* **To be done**
Locate every line in the rows below that contains the word "white", and copy each of those lines.

================

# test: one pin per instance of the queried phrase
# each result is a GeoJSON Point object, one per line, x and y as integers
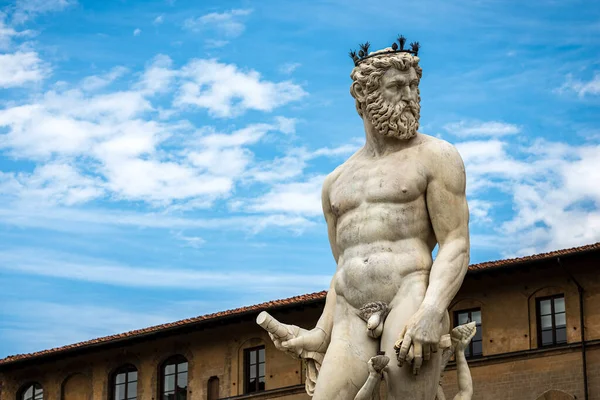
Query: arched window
{"type": "Point", "coordinates": [213, 388]}
{"type": "Point", "coordinates": [33, 391]}
{"type": "Point", "coordinates": [174, 378]}
{"type": "Point", "coordinates": [124, 383]}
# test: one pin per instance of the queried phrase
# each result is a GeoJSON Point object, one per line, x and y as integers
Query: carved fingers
{"type": "Point", "coordinates": [414, 350]}
{"type": "Point", "coordinates": [374, 315]}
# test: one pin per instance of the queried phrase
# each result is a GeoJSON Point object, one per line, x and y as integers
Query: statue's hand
{"type": "Point", "coordinates": [420, 337]}
{"type": "Point", "coordinates": [377, 364]}
{"type": "Point", "coordinates": [462, 335]}
{"type": "Point", "coordinates": [306, 342]}
{"type": "Point", "coordinates": [294, 340]}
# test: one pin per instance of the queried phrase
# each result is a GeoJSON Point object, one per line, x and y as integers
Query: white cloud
{"type": "Point", "coordinates": [302, 198]}
{"type": "Point", "coordinates": [20, 68]}
{"type": "Point", "coordinates": [157, 76]}
{"type": "Point", "coordinates": [7, 33]}
{"type": "Point", "coordinates": [54, 183]}
{"type": "Point", "coordinates": [477, 129]}
{"type": "Point", "coordinates": [227, 24]}
{"type": "Point", "coordinates": [52, 325]}
{"type": "Point", "coordinates": [227, 91]}
{"type": "Point", "coordinates": [27, 9]}
{"type": "Point", "coordinates": [551, 188]}
{"type": "Point", "coordinates": [582, 88]}
{"type": "Point", "coordinates": [58, 265]}
{"type": "Point", "coordinates": [95, 82]}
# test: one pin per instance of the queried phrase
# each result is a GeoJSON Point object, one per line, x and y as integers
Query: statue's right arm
{"type": "Point", "coordinates": [326, 321]}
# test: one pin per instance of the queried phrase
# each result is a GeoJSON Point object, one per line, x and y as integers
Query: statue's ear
{"type": "Point", "coordinates": [357, 92]}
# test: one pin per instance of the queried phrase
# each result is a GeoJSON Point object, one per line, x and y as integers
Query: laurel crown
{"type": "Point", "coordinates": [398, 47]}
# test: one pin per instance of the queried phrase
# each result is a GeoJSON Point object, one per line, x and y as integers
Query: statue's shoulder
{"type": "Point", "coordinates": [441, 157]}
{"type": "Point", "coordinates": [439, 149]}
{"type": "Point", "coordinates": [334, 175]}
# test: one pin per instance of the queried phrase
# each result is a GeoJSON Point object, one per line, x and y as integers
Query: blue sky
{"type": "Point", "coordinates": [163, 159]}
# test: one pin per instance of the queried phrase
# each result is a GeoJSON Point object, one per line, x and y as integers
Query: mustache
{"type": "Point", "coordinates": [399, 119]}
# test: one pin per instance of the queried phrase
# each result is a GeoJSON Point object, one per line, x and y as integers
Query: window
{"type": "Point", "coordinates": [475, 348]}
{"type": "Point", "coordinates": [33, 391]}
{"type": "Point", "coordinates": [254, 369]}
{"type": "Point", "coordinates": [552, 320]}
{"type": "Point", "coordinates": [213, 388]}
{"type": "Point", "coordinates": [174, 379]}
{"type": "Point", "coordinates": [124, 383]}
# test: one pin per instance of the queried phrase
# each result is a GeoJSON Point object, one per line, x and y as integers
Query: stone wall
{"type": "Point", "coordinates": [512, 366]}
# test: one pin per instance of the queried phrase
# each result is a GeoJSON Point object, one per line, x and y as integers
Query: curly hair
{"type": "Point", "coordinates": [369, 72]}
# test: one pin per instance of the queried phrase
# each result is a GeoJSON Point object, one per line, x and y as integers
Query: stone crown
{"type": "Point", "coordinates": [398, 47]}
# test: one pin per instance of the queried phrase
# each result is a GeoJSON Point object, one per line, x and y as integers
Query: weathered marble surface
{"type": "Point", "coordinates": [386, 209]}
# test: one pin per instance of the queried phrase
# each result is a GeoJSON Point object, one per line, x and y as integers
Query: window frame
{"type": "Point", "coordinates": [248, 365]}
{"type": "Point", "coordinates": [173, 360]}
{"type": "Point", "coordinates": [538, 312]}
{"type": "Point", "coordinates": [126, 369]}
{"type": "Point", "coordinates": [470, 346]}
{"type": "Point", "coordinates": [36, 386]}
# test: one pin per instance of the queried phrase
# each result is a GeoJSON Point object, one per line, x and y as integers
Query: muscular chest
{"type": "Point", "coordinates": [390, 180]}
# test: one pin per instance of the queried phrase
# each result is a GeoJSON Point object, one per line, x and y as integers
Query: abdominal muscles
{"type": "Point", "coordinates": [385, 249]}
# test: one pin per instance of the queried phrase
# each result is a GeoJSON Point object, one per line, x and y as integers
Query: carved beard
{"type": "Point", "coordinates": [400, 120]}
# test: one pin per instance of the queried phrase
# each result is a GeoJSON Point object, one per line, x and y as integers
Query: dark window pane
{"type": "Point", "coordinates": [120, 392]}
{"type": "Point", "coordinates": [546, 321]}
{"type": "Point", "coordinates": [169, 383]}
{"type": "Point", "coordinates": [559, 305]}
{"type": "Point", "coordinates": [169, 369]}
{"type": "Point", "coordinates": [545, 307]}
{"type": "Point", "coordinates": [560, 320]}
{"type": "Point", "coordinates": [182, 380]}
{"type": "Point", "coordinates": [120, 378]}
{"type": "Point", "coordinates": [561, 335]}
{"type": "Point", "coordinates": [468, 352]}
{"type": "Point", "coordinates": [182, 367]}
{"type": "Point", "coordinates": [28, 395]}
{"type": "Point", "coordinates": [132, 390]}
{"type": "Point", "coordinates": [546, 337]}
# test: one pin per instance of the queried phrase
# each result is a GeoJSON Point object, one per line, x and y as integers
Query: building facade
{"type": "Point", "coordinates": [538, 320]}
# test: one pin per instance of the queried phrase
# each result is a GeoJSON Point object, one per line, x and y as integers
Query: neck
{"type": "Point", "coordinates": [379, 145]}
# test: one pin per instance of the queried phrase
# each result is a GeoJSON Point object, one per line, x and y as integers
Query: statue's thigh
{"type": "Point", "coordinates": [344, 368]}
{"type": "Point", "coordinates": [400, 381]}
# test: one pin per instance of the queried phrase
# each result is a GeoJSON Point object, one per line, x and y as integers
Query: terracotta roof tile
{"type": "Point", "coordinates": [296, 300]}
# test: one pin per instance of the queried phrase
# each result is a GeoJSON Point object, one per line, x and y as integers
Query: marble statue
{"type": "Point", "coordinates": [386, 208]}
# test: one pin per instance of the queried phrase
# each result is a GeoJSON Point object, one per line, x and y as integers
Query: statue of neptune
{"type": "Point", "coordinates": [386, 208]}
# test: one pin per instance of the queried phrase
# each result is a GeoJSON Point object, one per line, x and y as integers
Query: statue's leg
{"type": "Point", "coordinates": [401, 383]}
{"type": "Point", "coordinates": [345, 369]}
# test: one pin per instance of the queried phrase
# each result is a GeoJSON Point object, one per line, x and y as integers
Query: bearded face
{"type": "Point", "coordinates": [394, 108]}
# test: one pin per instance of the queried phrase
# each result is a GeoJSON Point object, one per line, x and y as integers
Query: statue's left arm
{"type": "Point", "coordinates": [449, 215]}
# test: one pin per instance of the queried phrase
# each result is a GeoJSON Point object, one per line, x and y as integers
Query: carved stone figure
{"type": "Point", "coordinates": [460, 336]}
{"type": "Point", "coordinates": [386, 208]}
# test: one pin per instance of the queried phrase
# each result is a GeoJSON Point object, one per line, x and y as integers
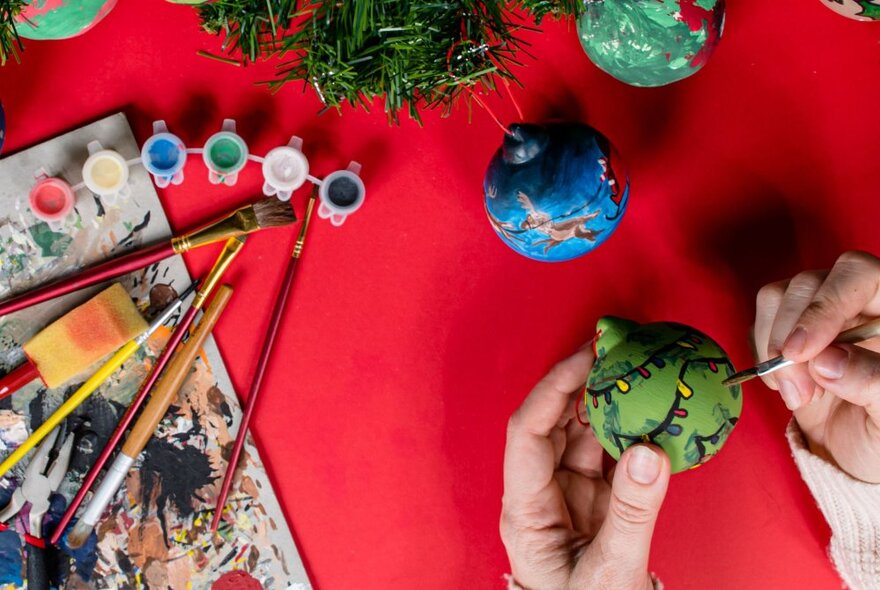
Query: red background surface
{"type": "Point", "coordinates": [414, 332]}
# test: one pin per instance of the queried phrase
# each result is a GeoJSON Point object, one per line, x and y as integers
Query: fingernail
{"type": "Point", "coordinates": [831, 362]}
{"type": "Point", "coordinates": [796, 342]}
{"type": "Point", "coordinates": [643, 465]}
{"type": "Point", "coordinates": [790, 395]}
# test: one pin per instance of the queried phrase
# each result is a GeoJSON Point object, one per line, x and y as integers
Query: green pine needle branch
{"type": "Point", "coordinates": [10, 42]}
{"type": "Point", "coordinates": [413, 54]}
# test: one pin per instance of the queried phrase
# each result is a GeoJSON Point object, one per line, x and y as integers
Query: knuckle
{"type": "Point", "coordinates": [805, 282]}
{"type": "Point", "coordinates": [822, 306]}
{"type": "Point", "coordinates": [858, 258]}
{"type": "Point", "coordinates": [631, 514]}
{"type": "Point", "coordinates": [514, 422]}
{"type": "Point", "coordinates": [770, 296]}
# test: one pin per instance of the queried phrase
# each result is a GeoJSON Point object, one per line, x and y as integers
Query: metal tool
{"type": "Point", "coordinates": [36, 489]}
{"type": "Point", "coordinates": [851, 336]}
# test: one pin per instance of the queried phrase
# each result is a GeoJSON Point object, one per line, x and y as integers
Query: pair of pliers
{"type": "Point", "coordinates": [36, 489]}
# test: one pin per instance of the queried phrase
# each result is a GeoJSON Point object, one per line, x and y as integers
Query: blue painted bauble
{"type": "Point", "coordinates": [554, 192]}
{"type": "Point", "coordinates": [2, 126]}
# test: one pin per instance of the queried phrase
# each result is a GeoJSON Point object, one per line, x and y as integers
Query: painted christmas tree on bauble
{"type": "Point", "coordinates": [554, 192]}
{"type": "Point", "coordinates": [651, 42]}
{"type": "Point", "coordinates": [61, 19]}
{"type": "Point", "coordinates": [863, 10]}
{"type": "Point", "coordinates": [661, 383]}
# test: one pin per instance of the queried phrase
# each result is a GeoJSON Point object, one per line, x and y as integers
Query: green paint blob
{"type": "Point", "coordinates": [661, 383]}
{"type": "Point", "coordinates": [51, 243]}
{"type": "Point", "coordinates": [651, 42]}
{"type": "Point", "coordinates": [61, 19]}
{"type": "Point", "coordinates": [225, 154]}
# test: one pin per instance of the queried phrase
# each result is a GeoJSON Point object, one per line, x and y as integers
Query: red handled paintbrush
{"type": "Point", "coordinates": [263, 214]}
{"type": "Point", "coordinates": [265, 353]}
{"type": "Point", "coordinates": [227, 255]}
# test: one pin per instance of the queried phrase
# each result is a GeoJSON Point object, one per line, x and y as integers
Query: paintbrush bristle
{"type": "Point", "coordinates": [740, 377]}
{"type": "Point", "coordinates": [273, 213]}
{"type": "Point", "coordinates": [79, 535]}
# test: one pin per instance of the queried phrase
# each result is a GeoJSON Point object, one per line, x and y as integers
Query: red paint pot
{"type": "Point", "coordinates": [51, 199]}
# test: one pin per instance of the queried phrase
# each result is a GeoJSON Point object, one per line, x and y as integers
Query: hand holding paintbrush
{"type": "Point", "coordinates": [263, 214]}
{"type": "Point", "coordinates": [164, 394]}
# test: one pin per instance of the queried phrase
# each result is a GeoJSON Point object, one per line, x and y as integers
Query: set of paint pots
{"type": "Point", "coordinates": [105, 173]}
{"type": "Point", "coordinates": [225, 154]}
{"type": "Point", "coordinates": [164, 155]}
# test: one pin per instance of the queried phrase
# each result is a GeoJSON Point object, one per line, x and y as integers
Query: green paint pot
{"type": "Point", "coordinates": [661, 383]}
{"type": "Point", "coordinates": [225, 155]}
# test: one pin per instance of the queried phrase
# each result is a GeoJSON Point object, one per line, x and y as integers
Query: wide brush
{"type": "Point", "coordinates": [91, 385]}
{"type": "Point", "coordinates": [263, 214]}
{"type": "Point", "coordinates": [164, 393]}
{"type": "Point", "coordinates": [230, 251]}
{"type": "Point", "coordinates": [265, 354]}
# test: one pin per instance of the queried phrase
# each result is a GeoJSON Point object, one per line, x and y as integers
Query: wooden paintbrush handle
{"type": "Point", "coordinates": [109, 269]}
{"type": "Point", "coordinates": [860, 333]}
{"type": "Point", "coordinates": [172, 379]}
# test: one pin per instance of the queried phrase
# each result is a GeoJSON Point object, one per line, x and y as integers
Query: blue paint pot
{"type": "Point", "coordinates": [164, 156]}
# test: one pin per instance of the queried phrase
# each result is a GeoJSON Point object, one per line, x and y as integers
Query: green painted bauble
{"type": "Point", "coordinates": [863, 10]}
{"type": "Point", "coordinates": [661, 383]}
{"type": "Point", "coordinates": [651, 42]}
{"type": "Point", "coordinates": [45, 20]}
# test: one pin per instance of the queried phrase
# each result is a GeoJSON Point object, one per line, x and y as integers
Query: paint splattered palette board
{"type": "Point", "coordinates": [155, 533]}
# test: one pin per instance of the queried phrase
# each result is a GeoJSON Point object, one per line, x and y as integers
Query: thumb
{"type": "Point", "coordinates": [851, 373]}
{"type": "Point", "coordinates": [637, 491]}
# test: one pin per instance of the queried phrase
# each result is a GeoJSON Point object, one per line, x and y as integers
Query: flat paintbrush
{"type": "Point", "coordinates": [266, 352]}
{"type": "Point", "coordinates": [230, 250]}
{"type": "Point", "coordinates": [164, 393]}
{"type": "Point", "coordinates": [91, 384]}
{"type": "Point", "coordinates": [263, 214]}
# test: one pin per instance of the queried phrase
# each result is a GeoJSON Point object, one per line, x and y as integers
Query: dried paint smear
{"type": "Point", "coordinates": [155, 532]}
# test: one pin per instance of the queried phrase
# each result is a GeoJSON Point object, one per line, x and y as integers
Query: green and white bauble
{"type": "Point", "coordinates": [44, 20]}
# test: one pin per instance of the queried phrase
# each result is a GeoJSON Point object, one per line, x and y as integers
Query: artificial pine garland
{"type": "Point", "coordinates": [413, 54]}
{"type": "Point", "coordinates": [10, 42]}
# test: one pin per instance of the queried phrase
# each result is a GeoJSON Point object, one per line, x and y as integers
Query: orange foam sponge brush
{"type": "Point", "coordinates": [78, 340]}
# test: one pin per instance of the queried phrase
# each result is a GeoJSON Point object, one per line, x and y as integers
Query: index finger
{"type": "Point", "coordinates": [851, 289]}
{"type": "Point", "coordinates": [529, 457]}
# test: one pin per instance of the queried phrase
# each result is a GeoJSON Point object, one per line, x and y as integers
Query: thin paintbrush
{"type": "Point", "coordinates": [851, 336]}
{"type": "Point", "coordinates": [164, 393]}
{"type": "Point", "coordinates": [89, 387]}
{"type": "Point", "coordinates": [264, 360]}
{"type": "Point", "coordinates": [263, 214]}
{"type": "Point", "coordinates": [230, 250]}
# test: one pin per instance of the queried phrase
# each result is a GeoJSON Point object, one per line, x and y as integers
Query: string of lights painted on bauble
{"type": "Point", "coordinates": [863, 10]}
{"type": "Point", "coordinates": [651, 42]}
{"type": "Point", "coordinates": [45, 20]}
{"type": "Point", "coordinates": [661, 383]}
{"type": "Point", "coordinates": [555, 192]}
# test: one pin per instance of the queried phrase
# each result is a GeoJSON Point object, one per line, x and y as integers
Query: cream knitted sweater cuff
{"type": "Point", "coordinates": [852, 509]}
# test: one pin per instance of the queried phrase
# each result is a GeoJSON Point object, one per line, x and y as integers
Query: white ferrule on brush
{"type": "Point", "coordinates": [105, 492]}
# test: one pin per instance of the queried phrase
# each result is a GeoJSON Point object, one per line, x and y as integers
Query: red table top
{"type": "Point", "coordinates": [413, 332]}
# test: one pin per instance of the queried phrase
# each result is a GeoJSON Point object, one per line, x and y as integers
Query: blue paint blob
{"type": "Point", "coordinates": [164, 155]}
{"type": "Point", "coordinates": [10, 558]}
{"type": "Point", "coordinates": [86, 557]}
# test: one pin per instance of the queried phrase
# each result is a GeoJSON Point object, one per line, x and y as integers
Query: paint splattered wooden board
{"type": "Point", "coordinates": [154, 533]}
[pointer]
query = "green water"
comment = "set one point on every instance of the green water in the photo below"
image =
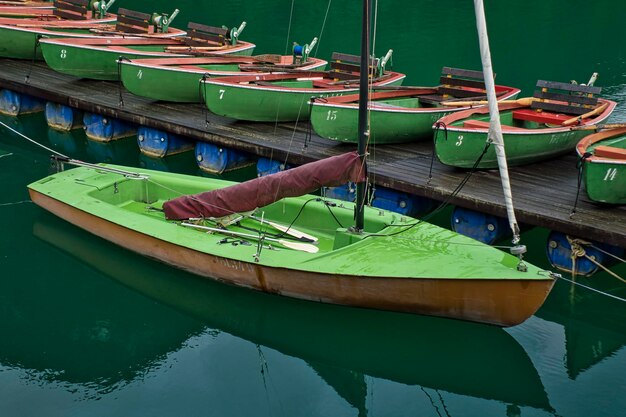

================

* **Task output**
Query: white cloud
Query: green and white bauble
Query: white ferrule on brush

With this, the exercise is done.